TASK DESCRIPTION: Rewrite the stretch of the listing from the line containing "search: person's hand on keyboard" through the end of the listing, replacing "search" with "query" and leaving everything else unchanged.

--- Start of DATA FOR PROCESSING ---

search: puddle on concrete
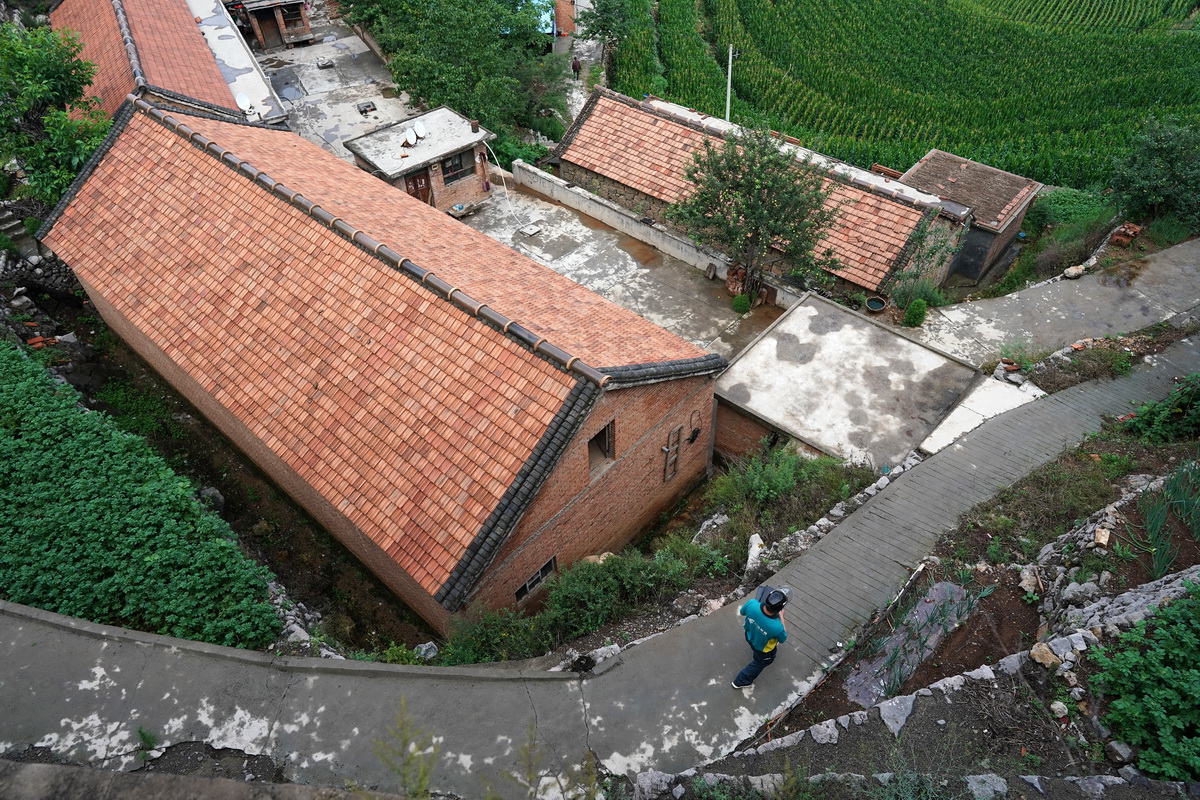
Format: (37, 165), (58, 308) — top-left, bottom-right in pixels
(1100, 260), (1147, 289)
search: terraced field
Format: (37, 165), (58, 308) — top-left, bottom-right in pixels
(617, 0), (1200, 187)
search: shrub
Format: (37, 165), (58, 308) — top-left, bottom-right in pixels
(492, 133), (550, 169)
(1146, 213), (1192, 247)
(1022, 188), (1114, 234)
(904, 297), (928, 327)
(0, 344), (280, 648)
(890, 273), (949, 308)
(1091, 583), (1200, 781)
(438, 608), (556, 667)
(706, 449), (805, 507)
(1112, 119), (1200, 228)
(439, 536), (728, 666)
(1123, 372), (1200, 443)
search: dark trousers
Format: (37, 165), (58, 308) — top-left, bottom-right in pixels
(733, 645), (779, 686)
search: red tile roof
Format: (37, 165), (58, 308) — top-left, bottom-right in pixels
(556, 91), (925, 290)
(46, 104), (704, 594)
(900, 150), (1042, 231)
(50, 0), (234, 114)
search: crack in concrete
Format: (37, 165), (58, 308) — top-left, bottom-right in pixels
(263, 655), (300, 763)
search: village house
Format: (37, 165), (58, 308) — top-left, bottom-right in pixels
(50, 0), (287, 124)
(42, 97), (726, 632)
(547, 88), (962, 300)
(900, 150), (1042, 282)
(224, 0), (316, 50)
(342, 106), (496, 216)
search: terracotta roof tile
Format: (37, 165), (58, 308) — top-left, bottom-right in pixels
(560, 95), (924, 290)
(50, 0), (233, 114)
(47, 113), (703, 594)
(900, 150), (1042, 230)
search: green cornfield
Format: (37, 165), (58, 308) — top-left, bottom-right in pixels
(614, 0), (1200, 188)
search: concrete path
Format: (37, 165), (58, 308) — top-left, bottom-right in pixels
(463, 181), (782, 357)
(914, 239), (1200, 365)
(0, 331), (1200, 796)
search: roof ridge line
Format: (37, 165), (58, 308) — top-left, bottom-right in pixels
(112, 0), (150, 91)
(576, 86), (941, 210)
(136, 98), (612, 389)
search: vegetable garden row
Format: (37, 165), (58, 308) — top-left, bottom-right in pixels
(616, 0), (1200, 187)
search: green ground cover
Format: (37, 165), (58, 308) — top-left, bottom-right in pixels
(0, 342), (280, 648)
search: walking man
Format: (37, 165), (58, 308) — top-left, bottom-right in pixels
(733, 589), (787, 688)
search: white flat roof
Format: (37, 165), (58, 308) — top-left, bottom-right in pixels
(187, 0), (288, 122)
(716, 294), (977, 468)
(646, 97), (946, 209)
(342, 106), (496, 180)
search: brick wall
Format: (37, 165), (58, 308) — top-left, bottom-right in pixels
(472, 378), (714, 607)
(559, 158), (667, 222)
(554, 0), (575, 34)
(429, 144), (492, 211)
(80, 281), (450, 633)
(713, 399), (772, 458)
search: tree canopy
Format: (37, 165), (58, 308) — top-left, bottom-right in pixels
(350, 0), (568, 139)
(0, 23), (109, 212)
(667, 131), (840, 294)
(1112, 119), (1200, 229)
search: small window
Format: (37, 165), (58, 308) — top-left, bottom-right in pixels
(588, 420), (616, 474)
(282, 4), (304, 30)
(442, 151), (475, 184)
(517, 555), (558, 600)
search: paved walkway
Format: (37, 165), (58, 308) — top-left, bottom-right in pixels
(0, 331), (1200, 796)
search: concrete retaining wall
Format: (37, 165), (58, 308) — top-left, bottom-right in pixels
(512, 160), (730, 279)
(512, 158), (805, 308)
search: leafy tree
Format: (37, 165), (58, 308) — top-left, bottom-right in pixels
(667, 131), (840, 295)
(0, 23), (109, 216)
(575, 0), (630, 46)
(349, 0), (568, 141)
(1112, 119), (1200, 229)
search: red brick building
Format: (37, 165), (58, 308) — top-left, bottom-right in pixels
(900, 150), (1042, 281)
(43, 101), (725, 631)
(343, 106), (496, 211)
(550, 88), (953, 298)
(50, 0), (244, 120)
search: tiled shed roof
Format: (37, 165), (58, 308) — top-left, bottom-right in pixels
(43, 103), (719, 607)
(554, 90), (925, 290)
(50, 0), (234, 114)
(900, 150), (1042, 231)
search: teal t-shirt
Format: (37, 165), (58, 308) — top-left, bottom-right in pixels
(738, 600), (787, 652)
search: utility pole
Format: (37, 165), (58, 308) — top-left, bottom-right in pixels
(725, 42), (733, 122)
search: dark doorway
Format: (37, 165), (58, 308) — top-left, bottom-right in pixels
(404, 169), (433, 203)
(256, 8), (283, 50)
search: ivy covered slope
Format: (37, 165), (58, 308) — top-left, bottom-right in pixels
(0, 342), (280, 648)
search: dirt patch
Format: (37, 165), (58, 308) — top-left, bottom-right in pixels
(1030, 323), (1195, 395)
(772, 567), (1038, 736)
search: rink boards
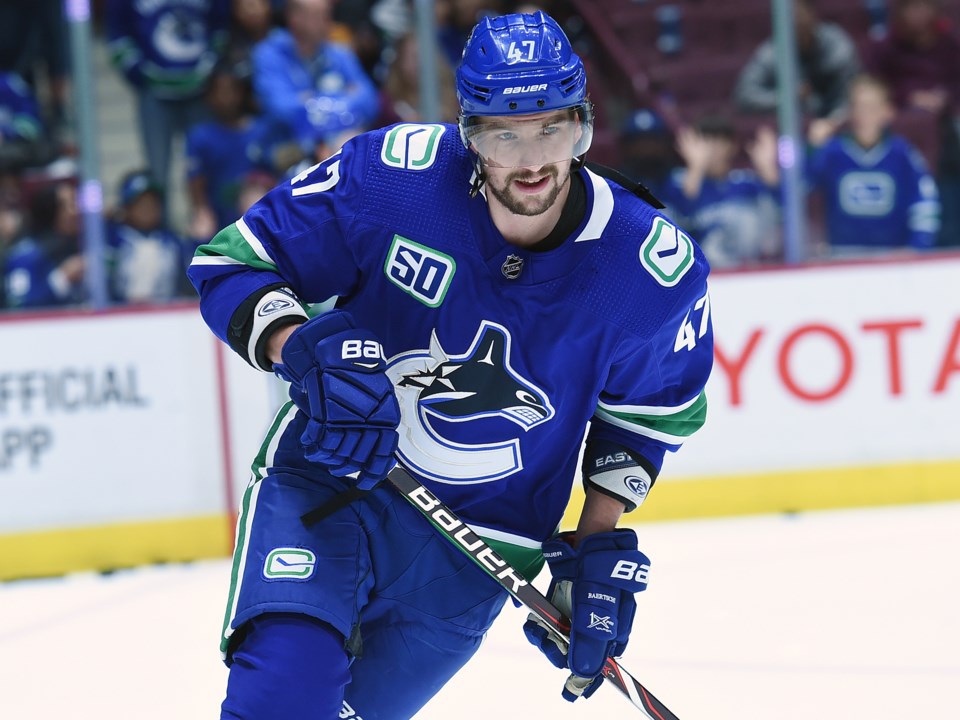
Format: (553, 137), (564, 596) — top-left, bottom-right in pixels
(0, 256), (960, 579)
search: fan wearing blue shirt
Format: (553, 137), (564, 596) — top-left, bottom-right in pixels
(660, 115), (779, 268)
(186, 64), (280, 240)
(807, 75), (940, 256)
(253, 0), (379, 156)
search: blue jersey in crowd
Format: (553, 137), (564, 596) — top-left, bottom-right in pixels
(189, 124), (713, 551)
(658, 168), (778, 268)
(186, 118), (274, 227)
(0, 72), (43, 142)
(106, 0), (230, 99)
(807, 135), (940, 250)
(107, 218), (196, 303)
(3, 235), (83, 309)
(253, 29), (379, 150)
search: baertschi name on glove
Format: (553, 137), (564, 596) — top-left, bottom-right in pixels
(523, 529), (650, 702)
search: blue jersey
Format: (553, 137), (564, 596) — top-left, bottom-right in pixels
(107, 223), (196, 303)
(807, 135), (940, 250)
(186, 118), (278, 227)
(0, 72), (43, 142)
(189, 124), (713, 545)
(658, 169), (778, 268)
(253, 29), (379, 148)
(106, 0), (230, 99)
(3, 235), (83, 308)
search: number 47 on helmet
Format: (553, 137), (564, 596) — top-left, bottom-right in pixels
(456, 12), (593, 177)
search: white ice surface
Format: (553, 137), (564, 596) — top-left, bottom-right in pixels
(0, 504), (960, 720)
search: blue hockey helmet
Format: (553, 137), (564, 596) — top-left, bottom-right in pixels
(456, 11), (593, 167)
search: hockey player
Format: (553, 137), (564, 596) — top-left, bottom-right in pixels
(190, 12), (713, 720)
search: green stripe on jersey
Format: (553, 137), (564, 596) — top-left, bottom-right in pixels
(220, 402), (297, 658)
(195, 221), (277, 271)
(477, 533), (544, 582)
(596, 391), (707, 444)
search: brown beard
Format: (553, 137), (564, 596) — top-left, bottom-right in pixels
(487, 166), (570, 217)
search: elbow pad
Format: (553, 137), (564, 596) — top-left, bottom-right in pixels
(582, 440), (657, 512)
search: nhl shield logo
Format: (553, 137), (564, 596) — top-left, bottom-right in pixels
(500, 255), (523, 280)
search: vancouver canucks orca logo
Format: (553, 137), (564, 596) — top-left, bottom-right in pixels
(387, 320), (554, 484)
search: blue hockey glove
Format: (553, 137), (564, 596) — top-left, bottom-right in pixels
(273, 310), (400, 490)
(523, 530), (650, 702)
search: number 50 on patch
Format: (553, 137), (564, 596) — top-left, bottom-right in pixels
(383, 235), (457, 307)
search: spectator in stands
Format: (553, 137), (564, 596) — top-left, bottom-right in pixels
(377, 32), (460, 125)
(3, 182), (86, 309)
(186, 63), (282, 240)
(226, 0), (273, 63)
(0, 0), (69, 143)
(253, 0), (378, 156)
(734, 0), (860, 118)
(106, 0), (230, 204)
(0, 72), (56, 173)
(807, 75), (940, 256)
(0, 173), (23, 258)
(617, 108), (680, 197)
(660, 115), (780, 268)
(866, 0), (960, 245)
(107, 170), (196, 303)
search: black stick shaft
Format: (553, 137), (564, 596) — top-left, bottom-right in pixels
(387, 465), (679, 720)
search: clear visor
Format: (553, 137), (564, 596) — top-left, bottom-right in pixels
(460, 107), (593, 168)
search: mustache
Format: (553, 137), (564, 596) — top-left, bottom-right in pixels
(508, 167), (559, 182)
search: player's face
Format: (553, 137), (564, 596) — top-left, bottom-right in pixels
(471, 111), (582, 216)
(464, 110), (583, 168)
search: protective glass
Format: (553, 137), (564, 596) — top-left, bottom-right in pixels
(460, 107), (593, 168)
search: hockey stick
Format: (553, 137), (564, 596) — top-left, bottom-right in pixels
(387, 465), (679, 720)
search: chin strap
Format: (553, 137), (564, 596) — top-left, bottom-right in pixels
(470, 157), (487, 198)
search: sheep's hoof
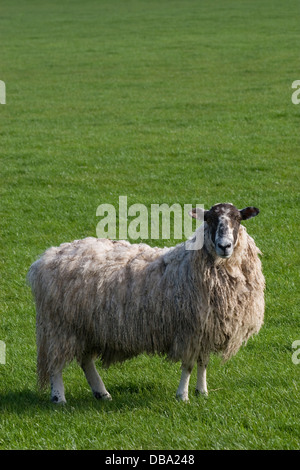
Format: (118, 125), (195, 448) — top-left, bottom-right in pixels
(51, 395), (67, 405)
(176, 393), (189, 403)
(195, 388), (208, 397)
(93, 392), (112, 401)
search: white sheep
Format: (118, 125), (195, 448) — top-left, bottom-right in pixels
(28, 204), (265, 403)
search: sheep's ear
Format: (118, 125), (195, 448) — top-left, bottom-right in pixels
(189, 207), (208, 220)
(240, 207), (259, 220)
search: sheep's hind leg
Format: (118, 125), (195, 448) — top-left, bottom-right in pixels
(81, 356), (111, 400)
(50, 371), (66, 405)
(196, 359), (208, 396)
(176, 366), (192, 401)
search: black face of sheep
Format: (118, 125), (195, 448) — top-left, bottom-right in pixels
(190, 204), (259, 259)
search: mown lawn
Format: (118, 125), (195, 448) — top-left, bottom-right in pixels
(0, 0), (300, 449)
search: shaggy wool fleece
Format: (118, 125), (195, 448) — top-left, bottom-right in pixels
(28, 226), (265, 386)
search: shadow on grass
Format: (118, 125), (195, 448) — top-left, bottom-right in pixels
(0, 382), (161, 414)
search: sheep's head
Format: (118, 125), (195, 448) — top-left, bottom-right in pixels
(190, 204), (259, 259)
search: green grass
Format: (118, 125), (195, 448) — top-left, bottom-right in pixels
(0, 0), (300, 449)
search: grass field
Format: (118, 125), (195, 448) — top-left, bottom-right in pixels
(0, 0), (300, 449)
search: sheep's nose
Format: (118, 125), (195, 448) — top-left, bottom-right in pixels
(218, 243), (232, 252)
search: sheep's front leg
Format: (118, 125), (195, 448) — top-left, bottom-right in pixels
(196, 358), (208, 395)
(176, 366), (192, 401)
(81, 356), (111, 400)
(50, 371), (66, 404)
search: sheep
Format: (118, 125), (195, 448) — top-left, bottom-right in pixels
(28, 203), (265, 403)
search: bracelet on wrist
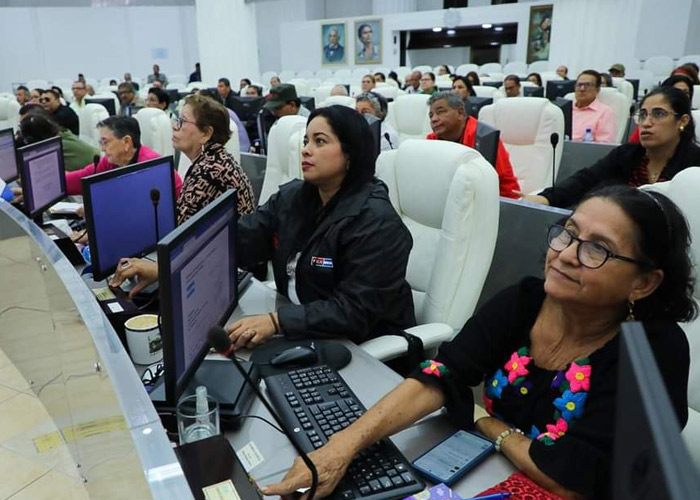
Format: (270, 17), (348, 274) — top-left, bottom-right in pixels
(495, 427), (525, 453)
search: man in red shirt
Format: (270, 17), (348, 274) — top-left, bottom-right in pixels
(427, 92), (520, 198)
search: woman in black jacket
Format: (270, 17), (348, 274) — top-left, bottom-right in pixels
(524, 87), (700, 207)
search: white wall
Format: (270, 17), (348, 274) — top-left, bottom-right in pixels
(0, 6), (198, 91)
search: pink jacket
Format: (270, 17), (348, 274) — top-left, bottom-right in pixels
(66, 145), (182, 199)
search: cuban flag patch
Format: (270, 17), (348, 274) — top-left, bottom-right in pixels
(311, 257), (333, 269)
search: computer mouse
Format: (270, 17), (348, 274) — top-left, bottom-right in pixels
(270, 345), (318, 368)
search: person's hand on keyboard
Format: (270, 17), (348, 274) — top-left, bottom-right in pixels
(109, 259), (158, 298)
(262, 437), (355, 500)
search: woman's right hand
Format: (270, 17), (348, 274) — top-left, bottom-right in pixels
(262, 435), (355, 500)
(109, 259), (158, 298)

--- End of DATA FOR PROCESSING ---

THE RESPONSE:
query: person's hand on keyboard
Format: (270, 17), (348, 274) — top-left, bottom-right in pixels
(109, 259), (158, 298)
(262, 437), (355, 500)
query: woman's right hand
Format: (270, 17), (348, 274) — top-left, bottom-right in pixels
(262, 435), (355, 500)
(109, 259), (158, 298)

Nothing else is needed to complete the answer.